═════ Fragmento del texto
Tras haber coincidido en el rechazo temprano al estalinismo y haber emprendido la ruta militante del exilio en paralelo, Serge y Trotsky se alejaron irremediablemente. Ambos acabaron muriendo en México —Trotsky en 1940, Serge en 1947—, en los albores del nuevo orden intelectual y geopolítico de la segunda posguerra. Forjadas en las guerras ideológicas de la primera mitad del siglo XX en Europa, las ideas de ambos siguieron caminos muy diferentes tras su muerte. La Cuarta Internacional y el trotskismo se convertirían en el núcleo de una opción internacionalista de izquierda. Las ideas y la figura de Serge, por otro lado, serían retomadas para articular la crítica al totalitarismo que estructuraría el amplio universo ideológico del anticomunismo de la segunda mitad del siglo XX.

El eterno bolchevique

Durante su estancia en México (1941-1947), Serge articuló una incipiente crítica al «totalitarismo», término que pasaría a ocupar un lugar central en el anticomunismo liberal de la posguerra. Para autores asociados con las redes tejidas por publicaciones como New Leader, Socialist Call y Partisan Review, su obra daba fe del desencanto vivido por miles de entusiastas del comunismo tras el giro autoritario del gobierno de Stalin a partir de la década de 1930. Su denuncia del estalinismo nutrió el desencanto y la nueva intransigencia anticomunista de autores como Daniel Bell, Arthur M. Schlesinger Jr. y Arthur Koestler.

El núcleo de la crítica de Serge al estalinismo irradiaba de la denuncia de la abierta agresión encabezada por el heredero de Lenin a las libertades individuales en la Unión Soviética. Retomando los ideales de sus inicios anarquistas, durante su estancia en México el escritor desarrolló una vasta obra en la que encumbró la libertad individual como uno de los pilares centrales de la praxis revolucionaria. En sus comentarios al libro de Erich Fromm El miedo a la libertad (1941) consignados en sus Cuadernos, Serge desarrolló una «nueva teoría de la libertad» basada en la posibilidad de armonizar un régimen de producción colectivizado con el reconocimiento de la «innegociable libertad individual del trabajador».
══════════
═════ Datos
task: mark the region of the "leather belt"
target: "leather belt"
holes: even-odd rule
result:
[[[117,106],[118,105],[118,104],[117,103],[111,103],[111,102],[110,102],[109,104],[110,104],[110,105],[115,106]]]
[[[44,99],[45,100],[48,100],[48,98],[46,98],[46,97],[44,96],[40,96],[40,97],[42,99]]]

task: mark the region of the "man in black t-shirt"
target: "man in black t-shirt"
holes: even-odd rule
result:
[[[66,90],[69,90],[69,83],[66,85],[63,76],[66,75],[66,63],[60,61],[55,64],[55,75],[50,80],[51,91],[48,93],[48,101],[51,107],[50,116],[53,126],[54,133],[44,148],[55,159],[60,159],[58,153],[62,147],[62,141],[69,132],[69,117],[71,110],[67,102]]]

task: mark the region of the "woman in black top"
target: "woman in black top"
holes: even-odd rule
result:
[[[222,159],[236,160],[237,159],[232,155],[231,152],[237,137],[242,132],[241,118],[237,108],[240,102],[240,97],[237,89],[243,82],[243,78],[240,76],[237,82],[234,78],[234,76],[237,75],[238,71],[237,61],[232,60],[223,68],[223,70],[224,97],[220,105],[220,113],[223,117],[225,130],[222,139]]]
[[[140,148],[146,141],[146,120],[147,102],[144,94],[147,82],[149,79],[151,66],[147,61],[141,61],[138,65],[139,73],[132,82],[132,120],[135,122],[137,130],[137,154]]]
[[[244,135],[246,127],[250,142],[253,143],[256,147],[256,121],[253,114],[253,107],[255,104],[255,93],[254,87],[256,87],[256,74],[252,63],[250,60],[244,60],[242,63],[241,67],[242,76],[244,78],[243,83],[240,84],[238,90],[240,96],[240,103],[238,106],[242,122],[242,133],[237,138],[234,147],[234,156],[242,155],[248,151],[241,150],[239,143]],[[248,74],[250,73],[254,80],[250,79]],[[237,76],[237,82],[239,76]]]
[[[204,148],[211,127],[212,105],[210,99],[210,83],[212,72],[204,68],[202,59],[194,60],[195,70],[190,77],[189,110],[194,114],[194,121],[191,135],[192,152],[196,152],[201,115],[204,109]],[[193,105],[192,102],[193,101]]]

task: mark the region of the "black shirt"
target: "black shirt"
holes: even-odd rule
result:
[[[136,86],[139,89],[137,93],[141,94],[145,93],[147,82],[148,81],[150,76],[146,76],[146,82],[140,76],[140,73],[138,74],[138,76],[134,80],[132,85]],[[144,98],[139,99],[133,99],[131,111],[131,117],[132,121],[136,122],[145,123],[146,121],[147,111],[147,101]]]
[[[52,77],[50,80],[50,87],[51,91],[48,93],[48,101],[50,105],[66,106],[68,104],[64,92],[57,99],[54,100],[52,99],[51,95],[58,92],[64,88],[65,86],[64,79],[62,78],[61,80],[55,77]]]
══════════
═════ Datos
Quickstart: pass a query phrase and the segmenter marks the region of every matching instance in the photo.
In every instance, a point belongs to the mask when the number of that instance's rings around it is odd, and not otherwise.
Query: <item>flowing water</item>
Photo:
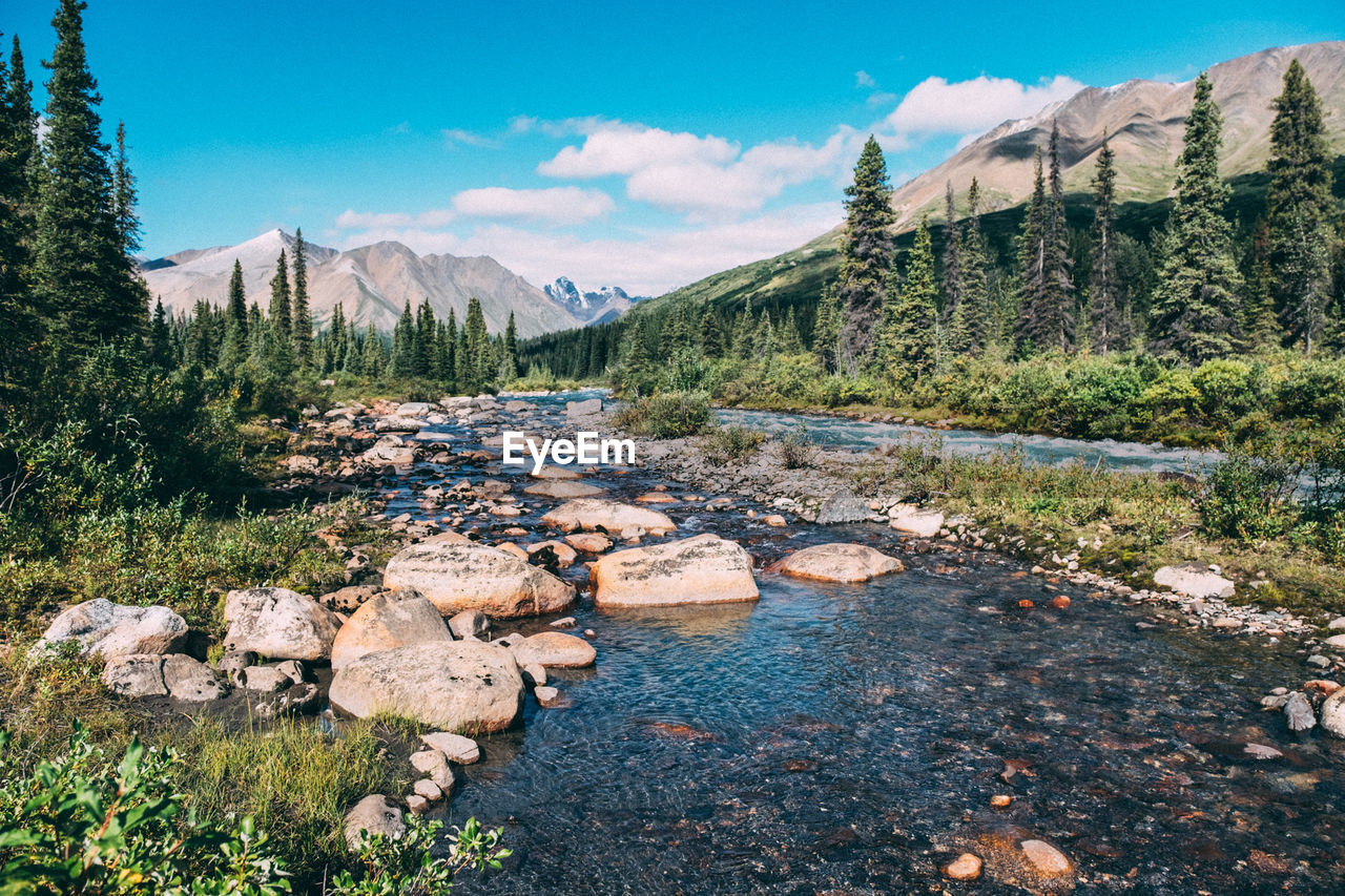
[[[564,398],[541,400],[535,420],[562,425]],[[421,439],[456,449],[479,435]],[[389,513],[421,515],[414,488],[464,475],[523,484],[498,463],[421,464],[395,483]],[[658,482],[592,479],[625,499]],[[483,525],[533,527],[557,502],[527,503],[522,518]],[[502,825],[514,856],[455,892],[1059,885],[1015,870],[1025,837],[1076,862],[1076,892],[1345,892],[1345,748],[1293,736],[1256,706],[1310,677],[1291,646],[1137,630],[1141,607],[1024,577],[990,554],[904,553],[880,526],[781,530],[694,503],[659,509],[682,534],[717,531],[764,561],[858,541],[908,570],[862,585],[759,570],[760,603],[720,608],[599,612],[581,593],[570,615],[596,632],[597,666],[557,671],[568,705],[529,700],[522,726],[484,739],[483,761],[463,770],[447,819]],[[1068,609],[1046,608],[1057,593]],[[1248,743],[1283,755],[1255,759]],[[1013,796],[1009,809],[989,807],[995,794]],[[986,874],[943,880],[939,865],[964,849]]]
══════════
Consigna:
Transcribe sin cambios el pasaje del texto sobre Serge y Trotsky que empieza en «El eterno bolchevique» y termina en «y Arthur Koestler.».

Resultado del ejercicio:
El eterno bolchevique

Durante su estancia en México (1941-1947), Serge articuló una incipiente crítica al «totalitarismo», término que pasaría a ocupar un lugar central en el anticomunismo liberal de la posguerra. Para autores asociados con las redes tejidas por publicaciones como New Leader, Socialist Call y Partisan Review, su obra daba fe del desencanto vivido por miles de entusiastas del comunismo tras el giro autoritario del gobierno de Stalin a partir de la década de 1930. Su denuncia del estalinismo nutrió el desencanto y la nueva intransigencia anticomunista de autores como Daniel Bell, Arthur M. Schlesinger Jr. y Arthur Koestler.